[Start of section]

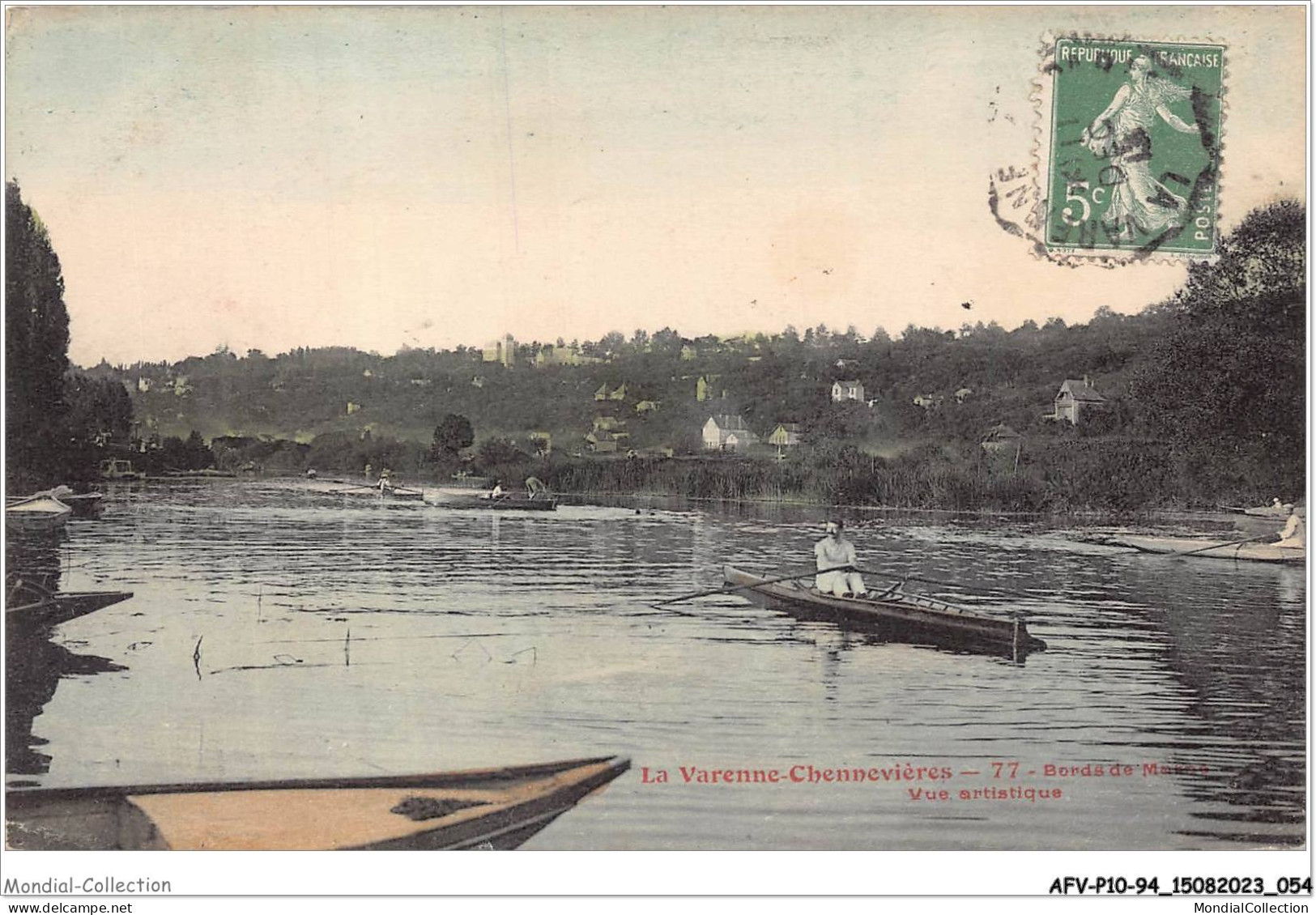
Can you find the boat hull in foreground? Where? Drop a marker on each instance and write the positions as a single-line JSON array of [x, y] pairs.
[[1210, 549], [901, 615], [482, 809], [450, 498]]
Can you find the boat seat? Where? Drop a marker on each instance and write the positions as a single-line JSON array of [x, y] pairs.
[[891, 591]]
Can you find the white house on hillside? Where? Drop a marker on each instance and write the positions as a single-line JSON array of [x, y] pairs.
[[1075, 397], [846, 391], [728, 433]]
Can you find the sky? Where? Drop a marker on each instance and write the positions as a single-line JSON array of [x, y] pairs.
[[279, 177]]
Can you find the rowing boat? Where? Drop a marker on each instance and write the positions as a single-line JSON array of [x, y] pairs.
[[453, 496], [892, 610], [1212, 549], [37, 513], [479, 809], [32, 607]]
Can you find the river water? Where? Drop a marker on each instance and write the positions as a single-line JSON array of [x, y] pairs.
[[278, 632]]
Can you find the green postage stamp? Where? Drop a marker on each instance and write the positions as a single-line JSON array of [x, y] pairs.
[[1131, 147]]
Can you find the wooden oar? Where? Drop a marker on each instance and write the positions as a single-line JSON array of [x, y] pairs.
[[1224, 545], [726, 589], [943, 584]]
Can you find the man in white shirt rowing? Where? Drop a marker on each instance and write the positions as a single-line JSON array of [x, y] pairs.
[[836, 553]]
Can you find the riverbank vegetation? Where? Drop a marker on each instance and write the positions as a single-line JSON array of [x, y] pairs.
[[1202, 402]]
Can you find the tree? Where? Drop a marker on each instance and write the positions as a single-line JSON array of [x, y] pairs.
[[36, 345], [1227, 381], [450, 436]]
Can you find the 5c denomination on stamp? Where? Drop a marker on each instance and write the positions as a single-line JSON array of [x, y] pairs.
[[1131, 147]]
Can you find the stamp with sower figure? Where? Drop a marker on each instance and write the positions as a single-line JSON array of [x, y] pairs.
[[1131, 158]]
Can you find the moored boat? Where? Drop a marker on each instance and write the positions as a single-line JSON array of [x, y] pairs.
[[479, 809], [31, 607], [892, 611], [1212, 549], [453, 496]]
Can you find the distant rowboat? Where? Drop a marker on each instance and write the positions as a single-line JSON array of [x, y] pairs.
[[1212, 549], [37, 513], [31, 607], [456, 496], [480, 809]]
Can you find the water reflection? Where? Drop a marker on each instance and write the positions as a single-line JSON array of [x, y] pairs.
[[33, 662], [279, 633]]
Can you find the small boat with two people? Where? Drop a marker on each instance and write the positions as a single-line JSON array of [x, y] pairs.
[[1246, 551], [895, 612], [534, 498], [492, 809]]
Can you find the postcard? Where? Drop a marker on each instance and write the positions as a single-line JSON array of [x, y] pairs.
[[657, 431]]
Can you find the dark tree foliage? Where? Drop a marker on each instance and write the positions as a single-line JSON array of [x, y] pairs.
[[36, 347], [1228, 380], [452, 436], [99, 410]]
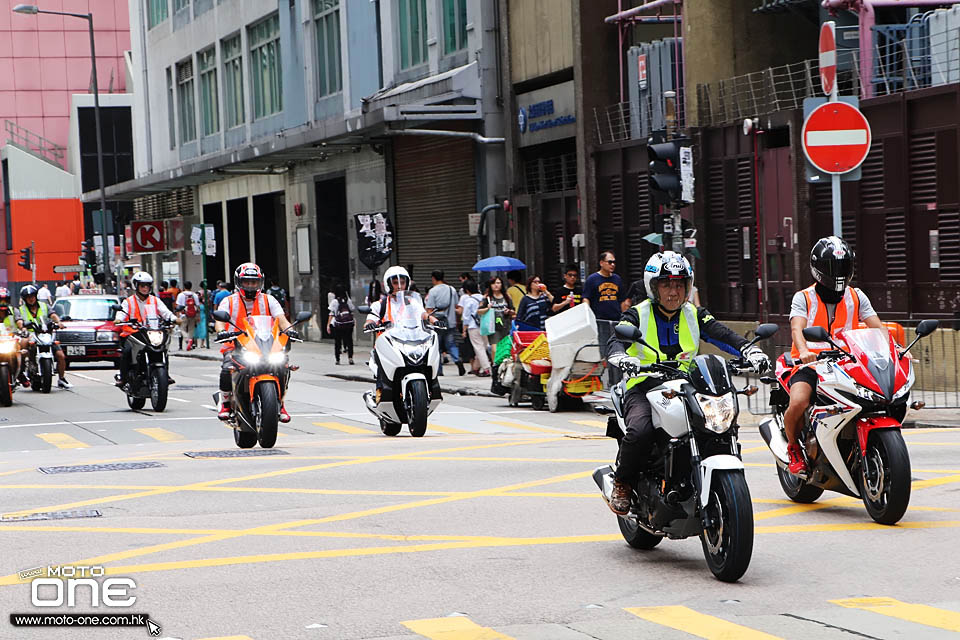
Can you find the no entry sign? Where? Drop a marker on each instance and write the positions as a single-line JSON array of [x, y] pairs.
[[836, 137]]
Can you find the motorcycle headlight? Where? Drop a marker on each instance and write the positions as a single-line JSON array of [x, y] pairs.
[[718, 411]]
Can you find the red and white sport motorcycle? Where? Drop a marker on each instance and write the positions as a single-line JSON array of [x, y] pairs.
[[851, 432]]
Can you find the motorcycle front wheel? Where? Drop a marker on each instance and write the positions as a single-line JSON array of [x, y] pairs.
[[728, 543], [885, 481]]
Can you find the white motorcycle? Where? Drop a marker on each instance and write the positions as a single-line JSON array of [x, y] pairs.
[[693, 483], [405, 361]]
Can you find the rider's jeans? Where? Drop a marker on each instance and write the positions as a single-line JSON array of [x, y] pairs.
[[636, 443]]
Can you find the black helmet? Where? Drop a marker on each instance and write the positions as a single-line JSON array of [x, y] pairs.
[[831, 263]]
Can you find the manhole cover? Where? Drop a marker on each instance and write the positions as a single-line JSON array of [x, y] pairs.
[[116, 466], [53, 515], [236, 453]]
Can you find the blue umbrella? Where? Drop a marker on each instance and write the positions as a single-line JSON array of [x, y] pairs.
[[499, 263]]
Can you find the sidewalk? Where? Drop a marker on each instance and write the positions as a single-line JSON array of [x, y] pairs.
[[317, 358]]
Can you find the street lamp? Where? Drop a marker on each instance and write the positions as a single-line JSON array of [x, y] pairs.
[[31, 9]]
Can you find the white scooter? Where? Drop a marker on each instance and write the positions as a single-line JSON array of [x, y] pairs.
[[405, 361]]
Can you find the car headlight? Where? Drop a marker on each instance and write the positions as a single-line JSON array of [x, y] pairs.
[[718, 411]]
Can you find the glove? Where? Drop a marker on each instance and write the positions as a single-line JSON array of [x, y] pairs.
[[757, 359]]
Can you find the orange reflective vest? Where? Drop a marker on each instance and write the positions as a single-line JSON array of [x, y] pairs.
[[846, 316]]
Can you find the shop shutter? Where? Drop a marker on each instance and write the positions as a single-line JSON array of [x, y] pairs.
[[435, 186]]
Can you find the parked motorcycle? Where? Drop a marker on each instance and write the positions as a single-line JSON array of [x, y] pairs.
[[261, 377], [406, 363], [851, 432], [693, 483], [149, 375]]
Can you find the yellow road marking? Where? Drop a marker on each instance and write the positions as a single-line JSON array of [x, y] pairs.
[[455, 628], [160, 434], [919, 613], [698, 624], [62, 441], [346, 428]]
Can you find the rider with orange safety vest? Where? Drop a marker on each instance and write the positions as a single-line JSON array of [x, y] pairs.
[[141, 307], [248, 300], [830, 303]]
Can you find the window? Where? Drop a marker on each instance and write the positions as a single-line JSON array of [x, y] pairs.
[[186, 102], [454, 26], [209, 101], [156, 12], [171, 120], [232, 54], [327, 29], [265, 67], [413, 32]]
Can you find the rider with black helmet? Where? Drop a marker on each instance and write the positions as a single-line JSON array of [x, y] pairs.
[[34, 313], [830, 303]]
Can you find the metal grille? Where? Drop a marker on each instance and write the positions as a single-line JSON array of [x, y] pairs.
[[871, 181], [923, 169]]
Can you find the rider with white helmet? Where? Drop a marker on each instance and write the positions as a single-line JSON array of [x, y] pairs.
[[674, 327]]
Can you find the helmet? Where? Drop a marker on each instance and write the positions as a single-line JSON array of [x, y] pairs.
[[670, 265], [249, 280], [394, 272], [831, 263]]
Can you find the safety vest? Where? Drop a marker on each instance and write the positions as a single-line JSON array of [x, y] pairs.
[[689, 328], [846, 316]]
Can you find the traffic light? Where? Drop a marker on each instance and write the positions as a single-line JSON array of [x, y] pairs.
[[25, 261]]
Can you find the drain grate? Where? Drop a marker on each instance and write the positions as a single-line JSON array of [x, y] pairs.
[[236, 453], [53, 515], [116, 466]]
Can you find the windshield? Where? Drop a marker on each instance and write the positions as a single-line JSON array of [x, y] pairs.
[[407, 312], [85, 308]]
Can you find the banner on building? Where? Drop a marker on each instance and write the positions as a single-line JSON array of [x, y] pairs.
[[374, 238]]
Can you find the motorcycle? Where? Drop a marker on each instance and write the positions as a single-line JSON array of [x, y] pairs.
[[261, 377], [406, 363], [851, 431], [9, 349], [693, 483], [40, 359], [149, 375]]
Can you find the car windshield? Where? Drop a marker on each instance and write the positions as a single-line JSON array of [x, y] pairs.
[[85, 308], [407, 313]]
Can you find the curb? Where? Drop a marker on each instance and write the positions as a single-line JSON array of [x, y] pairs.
[[460, 391]]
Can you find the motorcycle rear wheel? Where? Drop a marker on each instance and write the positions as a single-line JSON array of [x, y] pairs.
[[885, 484], [728, 546]]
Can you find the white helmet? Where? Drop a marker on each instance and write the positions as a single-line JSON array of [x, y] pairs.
[[394, 272], [670, 265]]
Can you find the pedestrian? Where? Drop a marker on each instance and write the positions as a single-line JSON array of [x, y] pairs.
[[515, 289], [534, 306], [570, 293], [469, 304], [341, 322], [605, 291], [441, 303], [188, 304]]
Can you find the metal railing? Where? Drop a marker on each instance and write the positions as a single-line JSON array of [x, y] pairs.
[[34, 143]]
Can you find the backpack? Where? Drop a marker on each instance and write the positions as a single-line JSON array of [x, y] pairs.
[[190, 306], [344, 315]]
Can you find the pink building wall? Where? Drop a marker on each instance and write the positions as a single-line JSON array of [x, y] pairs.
[[44, 59]]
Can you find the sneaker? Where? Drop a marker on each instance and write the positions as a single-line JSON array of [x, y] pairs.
[[620, 499], [797, 464]]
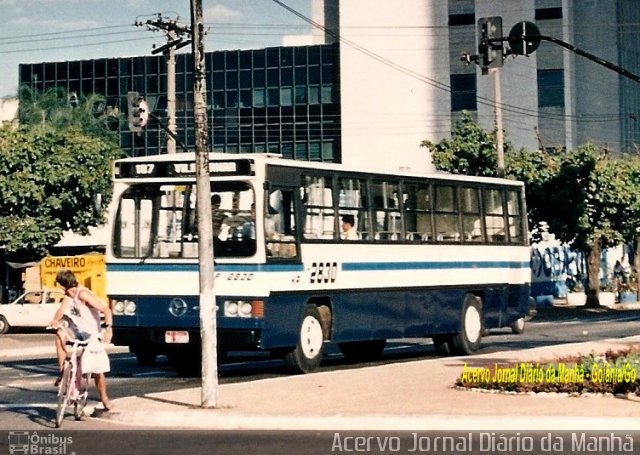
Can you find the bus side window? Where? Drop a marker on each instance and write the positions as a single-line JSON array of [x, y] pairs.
[[352, 201], [417, 212], [386, 206], [446, 215], [494, 215], [471, 219], [516, 228], [279, 225], [317, 195]]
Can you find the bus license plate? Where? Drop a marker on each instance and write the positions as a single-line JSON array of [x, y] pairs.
[[176, 336]]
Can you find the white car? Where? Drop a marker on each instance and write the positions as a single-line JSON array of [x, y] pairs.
[[31, 309]]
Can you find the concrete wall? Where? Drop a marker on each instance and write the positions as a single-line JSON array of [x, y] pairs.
[[394, 74]]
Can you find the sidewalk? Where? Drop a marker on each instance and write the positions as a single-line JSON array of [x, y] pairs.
[[417, 395]]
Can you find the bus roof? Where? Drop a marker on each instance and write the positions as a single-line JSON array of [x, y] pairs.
[[277, 160]]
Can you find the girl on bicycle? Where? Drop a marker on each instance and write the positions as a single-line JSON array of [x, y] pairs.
[[83, 308]]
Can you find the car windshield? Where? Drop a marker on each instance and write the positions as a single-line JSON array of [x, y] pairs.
[[160, 221]]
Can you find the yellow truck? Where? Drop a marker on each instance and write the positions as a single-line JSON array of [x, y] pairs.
[[90, 270]]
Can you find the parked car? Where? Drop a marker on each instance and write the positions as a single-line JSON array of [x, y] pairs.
[[32, 309]]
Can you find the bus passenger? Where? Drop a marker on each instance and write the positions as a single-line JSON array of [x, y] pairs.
[[348, 228], [217, 215]]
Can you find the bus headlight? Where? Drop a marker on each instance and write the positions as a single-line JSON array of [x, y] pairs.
[[244, 308], [230, 308], [117, 307], [129, 307], [126, 307]]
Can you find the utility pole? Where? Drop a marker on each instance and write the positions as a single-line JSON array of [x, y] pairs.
[[171, 91], [208, 331], [497, 99], [175, 34]]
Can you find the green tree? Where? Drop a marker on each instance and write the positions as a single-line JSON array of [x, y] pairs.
[[53, 169], [57, 108], [470, 151]]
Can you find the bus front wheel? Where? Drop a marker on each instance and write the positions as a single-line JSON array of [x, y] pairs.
[[307, 355], [471, 327]]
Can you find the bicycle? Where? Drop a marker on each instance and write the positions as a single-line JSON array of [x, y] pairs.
[[73, 387]]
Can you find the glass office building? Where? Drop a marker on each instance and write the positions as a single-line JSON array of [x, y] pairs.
[[281, 100]]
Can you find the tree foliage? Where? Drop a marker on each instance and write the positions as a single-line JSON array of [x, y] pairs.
[[51, 175], [470, 151]]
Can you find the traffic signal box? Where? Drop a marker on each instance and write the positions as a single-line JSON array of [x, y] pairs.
[[490, 45]]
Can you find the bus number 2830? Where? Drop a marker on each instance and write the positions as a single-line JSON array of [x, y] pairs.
[[324, 272]]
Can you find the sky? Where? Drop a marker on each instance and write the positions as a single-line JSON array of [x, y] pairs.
[[36, 31]]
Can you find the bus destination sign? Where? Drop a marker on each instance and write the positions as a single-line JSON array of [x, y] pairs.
[[181, 169]]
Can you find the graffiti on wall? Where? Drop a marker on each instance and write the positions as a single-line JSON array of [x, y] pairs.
[[551, 264]]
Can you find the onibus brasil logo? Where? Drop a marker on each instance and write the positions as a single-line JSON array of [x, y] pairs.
[[39, 444]]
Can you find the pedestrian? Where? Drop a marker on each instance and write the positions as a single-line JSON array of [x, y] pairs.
[[82, 309]]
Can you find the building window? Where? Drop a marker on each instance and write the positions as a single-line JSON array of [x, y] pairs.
[[462, 19], [463, 92], [551, 88], [548, 13]]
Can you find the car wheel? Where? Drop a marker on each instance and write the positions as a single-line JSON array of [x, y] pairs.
[[471, 327], [517, 326], [4, 325]]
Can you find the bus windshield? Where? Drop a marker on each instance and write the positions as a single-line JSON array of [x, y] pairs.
[[159, 220]]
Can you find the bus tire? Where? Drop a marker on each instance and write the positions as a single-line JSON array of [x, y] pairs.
[[517, 326], [471, 327], [361, 351], [307, 354]]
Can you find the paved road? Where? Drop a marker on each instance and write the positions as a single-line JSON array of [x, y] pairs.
[[27, 395]]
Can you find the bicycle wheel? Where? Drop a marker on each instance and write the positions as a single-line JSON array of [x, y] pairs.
[[81, 402], [63, 393]]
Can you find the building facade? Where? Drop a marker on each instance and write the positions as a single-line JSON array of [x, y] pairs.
[[375, 80]]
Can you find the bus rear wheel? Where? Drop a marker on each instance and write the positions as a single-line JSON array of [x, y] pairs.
[[442, 344], [307, 355], [471, 327], [360, 351]]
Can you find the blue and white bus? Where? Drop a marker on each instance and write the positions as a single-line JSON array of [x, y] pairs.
[[434, 255]]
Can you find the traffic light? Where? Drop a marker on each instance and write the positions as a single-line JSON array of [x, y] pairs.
[[138, 111], [524, 38], [490, 45]]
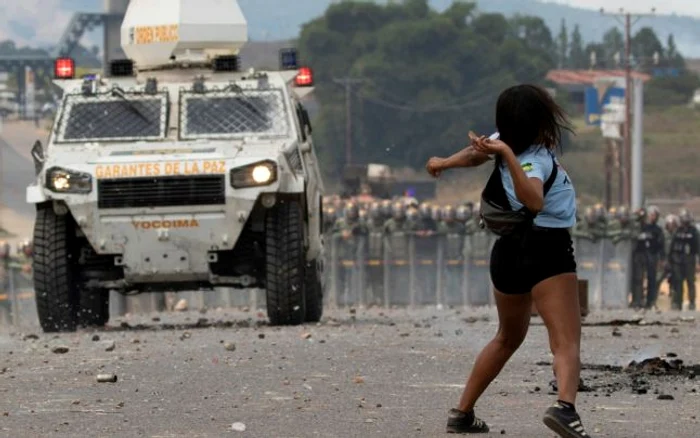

[End of section]

◆ **REQUIREMENT**: Restate word for word, please, the line containing "Can you find the bus rear" and all lines after it through the end of the material; the pictures do not belong in the copy.

◆ **TASK RESULT**:
Can you find the bus rear wheel? Where? Drop a marker on each instance and write the positions as a single-line JSON array of [x, y] pairs.
[[442, 344], [307, 355], [471, 327], [360, 351]]
Can you find the blue and white bus? Where? Drop a marker on each instance and write the positions as a single-line JSON array of [x, y] pairs.
[[434, 255]]
Can you find the traffic light? Where? Drop a marker on each instance and write the positions as a single-line JSON array of [x, y] pairs.
[[138, 111], [524, 38], [490, 45]]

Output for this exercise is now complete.